#### [ЦЕЛЬ ЗАДАНИЯ]
Выведите без изменений отрывок из фрагмента о Евангелии и дзэн, который начинается со слов, содержащих «Когда читаешь в», и заканчивается словами «и, значит, бесстрашным.».

Когда читаешь в Евангелии предостережение Учителя ученикам о втором Своем Пришествии: «Итак бодрствуйте, потому что не знаете, в который час Господь ваш приидет» и далее: «Потому и вы будьте готовы; ибо в который час не думаете, приидет Сын Человеческий», – то вспоминаешь такие напоминания восточных учителей к ученикам: «Дзэн – это то, что подстерегает вас за каждым углом», «дзэн – это то, что готово в любой момент напасть на вас из засады» и т. п., где так же, как и в Евангелиях, речь идет о насущности тотального духовного бодрствования, о раскрытии в себе той высшей чуткости, которая делает человека предельно внимательным, то есть любящим и, значит, бесстрашным.

С одной стороны – «Мир вам!..» или «Ибо я кроток и смирен сердцем и найдете покой душам вашим», а с другой – «Не думайте, что Я пришел принести мир на землю: не мир пришел Я принести, но меч, ибо Я пришел разделить человека с отцом его, и дочь с матерью ее, и невестку со свекровью ее…» (От Матфея). А в Евангелии от Луки еще жестче: «Огонь пришел я низвести на землю, и как желал бы, чтобы он уже возгорелся!» С одной стороны – «Не собирайте себе сокровищ на земле, собирайте себе сокровища на небе», а с другой – «Любящий душу свою – погубит ее; а ненавидящий душу свою в мире сем сохранит ее в жизнь вечную». С одной стороны – «Что пользы человеку приобрести весь мир и повредить душе своей», а с ругой – «Сберегший душу свою потеряет ее»…

Слова сами по себе, их внешне-наглядный смысл никогда не имеют здесь устойчивого, а тем более абсолютного смысла, слово как некая оболочка сокрытого непрерывно увертывается, намекая на нечто, что не может быть усвоено посредством присвоения некоего “знания”. Иисус передает ученикам некий парадоксальный опыт-метод, метод парадоксального бытия в парадоксальном мире, где, живя всецело в плотском и земном, следует жить вне плотского и земного, где, пребывая в теле и веществе, следует быть духом и небом. («Царствие Мое не от мира сего…», «Не ищите чего вам есть и пить…», «Не бойтесь убивающих тело…» и т. д.)

#### [ПЕРЕЧЕНЬ ДАННЫХ]
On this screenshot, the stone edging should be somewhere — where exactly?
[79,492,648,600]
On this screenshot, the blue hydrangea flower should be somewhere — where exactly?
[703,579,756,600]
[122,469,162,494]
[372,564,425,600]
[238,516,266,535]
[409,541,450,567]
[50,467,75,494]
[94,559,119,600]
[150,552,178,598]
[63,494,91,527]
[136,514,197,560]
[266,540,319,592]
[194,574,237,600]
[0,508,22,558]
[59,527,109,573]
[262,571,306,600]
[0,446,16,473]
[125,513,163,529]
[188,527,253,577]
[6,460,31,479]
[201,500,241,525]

#### [ВЫПОЛНЕННОЕ ЗАДАНИЕ]
Когда читаешь в Евангелии предостережение Учителя ученикам о втором Своем Пришествии: «Итак бодрствуйте, потому что не знаете, в который час Господь ваш приидет» и далее: «Потому и вы будьте готовы; ибо в который час не думаете, приидет Сын Человеческий», – то вспоминаешь такие напоминания восточных учителей к ученикам: «Дзэн – это то, что подстерегает вас за каждым углом», «дзэн – это то, что готово в любой момент напасть на вас из засады» и т. п., где так же, как и в Евангелиях, речь идет о насущности тотального духовного бодрствования, о раскрытии в себе той высшей чуткости, которая делает человека предельно внимательным, то есть любящим и, значит, бесстрашным.